=== Given text ===

Batch renaming / moving / hashing of files - encryption

I have a highly structured hierarchical directory containing multiple files that need to be moved into a flat structure and renamed at the same time. The original path and name must be logged along with the new path and name and eventually loaded into a database. Finally, each renamed file must get a unique, unguessable (IE: encrypted or hashed) file name. When the renamed file is moved into the new directory structure, I also want to limit the # of files in each directory, so each directory would be created with a sequential number for its name and then the files would be loaded into it until a maximum number of files was reached (eg: 255) before rolling into a new directory with the next sequential number for its name.
Is there a tool / software that does this? I did some initial research and nothing came up with the following criteria:
batch rename & copy into alternative (flatter) structure
hash / encrypt filename and ensure uniqueness
sequentially name folders and limit file count
log each file's original name and path, and new (encrypted) name and path

I have several Bash scripts I have used in the past to migrate hand-made file repositories to hashed repositories to be accessed and managed from a web application (mostly PHP apps). In these repositories filenames are hashed (to avoid collisions with files with the same content/name) and files are distributed evenly (in a deterministic fashion or randomly) to keep files-per-dir count low for performance reasons. The following is one fully-working example:
#!/bin/bash
MAXFILESPERDIR=500
TARGETROOTDIR="./newrepository"

=== Extracted entries ===

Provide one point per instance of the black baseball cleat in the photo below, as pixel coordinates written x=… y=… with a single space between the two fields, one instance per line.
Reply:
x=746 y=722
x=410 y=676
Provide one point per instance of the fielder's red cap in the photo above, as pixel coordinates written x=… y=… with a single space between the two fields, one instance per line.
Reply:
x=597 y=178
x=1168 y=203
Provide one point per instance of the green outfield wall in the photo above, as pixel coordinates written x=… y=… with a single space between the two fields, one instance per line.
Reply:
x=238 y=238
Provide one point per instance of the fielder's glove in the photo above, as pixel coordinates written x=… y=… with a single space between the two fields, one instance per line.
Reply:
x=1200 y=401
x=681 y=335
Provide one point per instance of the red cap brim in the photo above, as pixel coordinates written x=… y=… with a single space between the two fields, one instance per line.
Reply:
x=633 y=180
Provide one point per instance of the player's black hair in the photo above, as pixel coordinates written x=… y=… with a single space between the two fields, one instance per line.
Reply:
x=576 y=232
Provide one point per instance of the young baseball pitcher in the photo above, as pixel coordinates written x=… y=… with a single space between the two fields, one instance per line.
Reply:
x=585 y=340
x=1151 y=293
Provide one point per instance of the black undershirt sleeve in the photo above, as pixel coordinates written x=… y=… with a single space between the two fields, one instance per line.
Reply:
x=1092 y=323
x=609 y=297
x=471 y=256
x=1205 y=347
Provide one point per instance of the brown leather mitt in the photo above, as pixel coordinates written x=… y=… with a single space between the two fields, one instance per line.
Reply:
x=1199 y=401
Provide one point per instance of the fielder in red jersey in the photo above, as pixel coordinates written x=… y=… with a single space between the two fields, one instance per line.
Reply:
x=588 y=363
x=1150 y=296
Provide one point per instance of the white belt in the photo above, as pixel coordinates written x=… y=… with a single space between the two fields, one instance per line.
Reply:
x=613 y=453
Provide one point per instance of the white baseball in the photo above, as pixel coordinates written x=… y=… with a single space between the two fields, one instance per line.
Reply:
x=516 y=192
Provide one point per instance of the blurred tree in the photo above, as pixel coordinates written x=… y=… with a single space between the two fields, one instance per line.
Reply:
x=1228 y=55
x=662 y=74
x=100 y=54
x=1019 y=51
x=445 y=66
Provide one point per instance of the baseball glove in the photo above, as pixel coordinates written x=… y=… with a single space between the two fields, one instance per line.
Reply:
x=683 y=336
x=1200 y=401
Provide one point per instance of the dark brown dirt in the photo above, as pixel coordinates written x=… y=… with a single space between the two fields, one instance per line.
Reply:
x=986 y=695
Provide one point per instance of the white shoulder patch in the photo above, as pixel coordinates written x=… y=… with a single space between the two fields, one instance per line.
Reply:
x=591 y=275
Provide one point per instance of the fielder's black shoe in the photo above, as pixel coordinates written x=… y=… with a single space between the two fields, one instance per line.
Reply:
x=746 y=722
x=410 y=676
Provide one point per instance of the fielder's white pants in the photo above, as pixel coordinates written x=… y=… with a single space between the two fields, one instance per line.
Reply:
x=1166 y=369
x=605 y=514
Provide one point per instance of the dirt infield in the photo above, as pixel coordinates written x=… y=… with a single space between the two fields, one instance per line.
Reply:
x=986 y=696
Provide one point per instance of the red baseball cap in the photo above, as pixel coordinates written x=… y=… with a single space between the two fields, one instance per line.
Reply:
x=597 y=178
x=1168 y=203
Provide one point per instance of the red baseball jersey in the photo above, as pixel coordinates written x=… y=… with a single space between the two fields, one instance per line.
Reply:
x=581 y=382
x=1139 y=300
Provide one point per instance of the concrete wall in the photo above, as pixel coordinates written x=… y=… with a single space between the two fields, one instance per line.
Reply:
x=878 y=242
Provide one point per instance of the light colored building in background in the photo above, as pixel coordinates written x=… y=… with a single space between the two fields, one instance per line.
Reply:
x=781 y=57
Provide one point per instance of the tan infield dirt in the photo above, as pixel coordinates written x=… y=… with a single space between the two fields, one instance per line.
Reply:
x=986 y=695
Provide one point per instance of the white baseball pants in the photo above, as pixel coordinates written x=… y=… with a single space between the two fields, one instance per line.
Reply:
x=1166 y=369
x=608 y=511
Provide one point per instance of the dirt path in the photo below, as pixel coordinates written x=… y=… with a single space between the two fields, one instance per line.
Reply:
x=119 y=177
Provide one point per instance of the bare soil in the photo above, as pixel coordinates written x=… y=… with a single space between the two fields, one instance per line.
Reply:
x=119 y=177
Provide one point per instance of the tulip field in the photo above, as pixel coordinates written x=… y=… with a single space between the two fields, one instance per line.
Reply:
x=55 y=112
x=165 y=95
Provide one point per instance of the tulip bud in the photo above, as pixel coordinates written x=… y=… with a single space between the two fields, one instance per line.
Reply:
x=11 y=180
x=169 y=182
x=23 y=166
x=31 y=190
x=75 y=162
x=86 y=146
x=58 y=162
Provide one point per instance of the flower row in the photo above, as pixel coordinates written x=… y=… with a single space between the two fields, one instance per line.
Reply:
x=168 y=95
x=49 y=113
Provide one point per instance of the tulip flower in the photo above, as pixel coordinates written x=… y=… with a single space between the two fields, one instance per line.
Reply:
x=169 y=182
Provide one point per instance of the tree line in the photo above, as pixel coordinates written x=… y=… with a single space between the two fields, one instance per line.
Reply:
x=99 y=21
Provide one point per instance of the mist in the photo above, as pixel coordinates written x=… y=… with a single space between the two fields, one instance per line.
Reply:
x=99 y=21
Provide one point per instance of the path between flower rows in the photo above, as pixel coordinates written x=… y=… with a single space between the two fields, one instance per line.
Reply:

===

* _Requirement_
Rewrite the post on batch renaming and hashing files from "I have a highly" to "for its name.", changing "database" to "spreadsheet".

* _Output of the exercise_
I have a highly structured hierarchical directory containing multiple files that need to be moved into a flat structure and renamed at the same time. The original path and name must be logged along with the new path and name and eventually loaded into a spreadsheet. Finally, each renamed file must get a unique, unguessable (IE: encrypted or hashed) file name. When the renamed file is moved into the new directory structure, I also want to limit the # of files in each directory, so each directory would be created with a sequential number for its name and then the files would be loaded into it until a maximum number of files was reached (eg: 255) before rolling into a new directory with the next sequential number for its name.